**Description of the task**
Each entry here needs to be given again exactly.

**Supplied information**

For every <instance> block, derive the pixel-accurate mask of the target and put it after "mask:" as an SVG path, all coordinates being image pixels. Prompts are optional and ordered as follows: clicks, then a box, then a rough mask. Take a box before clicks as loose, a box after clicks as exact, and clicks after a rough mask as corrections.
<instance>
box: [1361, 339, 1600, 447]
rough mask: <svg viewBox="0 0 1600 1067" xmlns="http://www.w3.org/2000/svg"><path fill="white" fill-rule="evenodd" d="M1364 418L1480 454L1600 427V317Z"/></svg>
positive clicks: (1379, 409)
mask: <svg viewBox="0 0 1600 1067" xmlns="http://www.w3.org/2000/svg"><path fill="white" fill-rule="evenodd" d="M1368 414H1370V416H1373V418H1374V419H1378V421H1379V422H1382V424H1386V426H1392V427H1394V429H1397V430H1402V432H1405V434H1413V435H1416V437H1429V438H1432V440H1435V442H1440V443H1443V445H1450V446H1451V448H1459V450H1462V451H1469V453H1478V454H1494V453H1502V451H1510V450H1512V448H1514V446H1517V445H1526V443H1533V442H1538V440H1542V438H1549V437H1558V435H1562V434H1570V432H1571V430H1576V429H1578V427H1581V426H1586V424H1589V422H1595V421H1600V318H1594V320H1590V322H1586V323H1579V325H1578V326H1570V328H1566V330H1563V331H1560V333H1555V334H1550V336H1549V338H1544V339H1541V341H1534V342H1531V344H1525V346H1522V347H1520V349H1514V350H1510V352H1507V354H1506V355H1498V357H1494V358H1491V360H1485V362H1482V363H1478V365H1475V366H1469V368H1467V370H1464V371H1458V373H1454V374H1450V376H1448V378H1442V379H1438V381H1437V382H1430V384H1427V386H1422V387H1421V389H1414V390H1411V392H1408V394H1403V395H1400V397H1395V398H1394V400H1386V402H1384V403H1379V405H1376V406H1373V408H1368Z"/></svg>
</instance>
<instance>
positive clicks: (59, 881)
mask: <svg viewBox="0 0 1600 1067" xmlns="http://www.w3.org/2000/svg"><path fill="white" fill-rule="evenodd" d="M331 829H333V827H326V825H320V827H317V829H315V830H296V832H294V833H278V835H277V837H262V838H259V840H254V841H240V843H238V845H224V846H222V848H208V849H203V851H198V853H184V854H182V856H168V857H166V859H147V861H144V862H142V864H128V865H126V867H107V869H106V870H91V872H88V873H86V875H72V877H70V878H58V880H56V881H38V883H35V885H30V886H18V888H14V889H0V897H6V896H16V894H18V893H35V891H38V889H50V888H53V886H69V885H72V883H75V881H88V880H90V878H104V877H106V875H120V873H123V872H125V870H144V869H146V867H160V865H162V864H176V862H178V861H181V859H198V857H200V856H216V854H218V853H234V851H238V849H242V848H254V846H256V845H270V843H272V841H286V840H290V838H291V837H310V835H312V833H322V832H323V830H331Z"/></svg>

**Exercise output**
For every <instance> block, derive the pixel-accurate mask of the target and put it after "mask:" as an SVG path, all coordinates being image pixels. Prompts are optional and ordered as follows: clicks, then a box, then a rough mask. Take a box before clicks as loose, a box after clicks as exact, and clicks after a rough mask as corrections.
<instance>
box: [1361, 339, 1600, 447]
rough mask: <svg viewBox="0 0 1600 1067" xmlns="http://www.w3.org/2000/svg"><path fill="white" fill-rule="evenodd" d="M1364 418L1480 454L1600 427V317Z"/></svg>
positive clicks: (1379, 409)
mask: <svg viewBox="0 0 1600 1067" xmlns="http://www.w3.org/2000/svg"><path fill="white" fill-rule="evenodd" d="M1368 414H1370V416H1373V418H1374V419H1378V421H1379V422H1382V424H1386V426H1392V427H1394V429H1397V430H1402V432H1405V434H1413V435H1416V437H1429V438H1432V440H1435V442H1440V443H1443V445H1450V446H1451V448H1459V450H1462V451H1469V453H1478V454H1494V453H1502V451H1510V450H1512V448H1514V446H1517V445H1526V443H1533V442H1538V440H1542V438H1549V437H1558V435H1562V434H1570V432H1571V430H1576V429H1578V427H1581V426H1586V424H1589V422H1595V421H1600V318H1594V320H1590V322H1586V323H1579V325H1578V326H1570V328H1566V330H1563V331H1560V333H1555V334H1550V336H1549V338H1544V339H1541V341H1534V342H1531V344H1525V346H1522V347H1520V349H1514V350H1510V352H1507V354H1506V355H1498V357H1494V358H1491V360H1485V362H1482V363H1478V365H1475V366H1469V368H1467V370H1464V371H1458V373H1454V374H1450V376H1448V378H1442V379H1438V381H1437V382H1430V384H1427V386H1422V387H1421V389H1414V390H1411V392H1408V394H1403V395H1400V397H1395V398H1394V400H1386V402H1384V403H1379V405H1376V406H1373V408H1368Z"/></svg>
</instance>
<instance>
positive clicks: (59, 881)
mask: <svg viewBox="0 0 1600 1067" xmlns="http://www.w3.org/2000/svg"><path fill="white" fill-rule="evenodd" d="M331 829H333V827H326V825H320V827H317V829H315V830H296V832H294V833H278V835H277V837H262V838H259V840H254V841H240V843H238V845H224V846H222V848H208V849H203V851H198V853H184V854H182V856H168V857H166V859H147V861H144V862H142V864H128V865H126V867H107V869H106V870H91V872H88V873H86V875H72V877H70V878H58V880H56V881H38V883H35V885H30V886H18V888H14V889H0V897H6V896H16V894H18V893H35V891H38V889H50V888H53V886H69V885H72V883H75V881H88V880H90V878H104V877H106V875H120V873H123V872H125V870H144V869H146V867H160V865H162V864H176V862H178V861H181V859H198V857H200V856H216V854H218V853H234V851H238V849H242V848H254V846H256V845H270V843H272V841H286V840H290V838H291V837H310V835H312V833H322V832H323V830H331Z"/></svg>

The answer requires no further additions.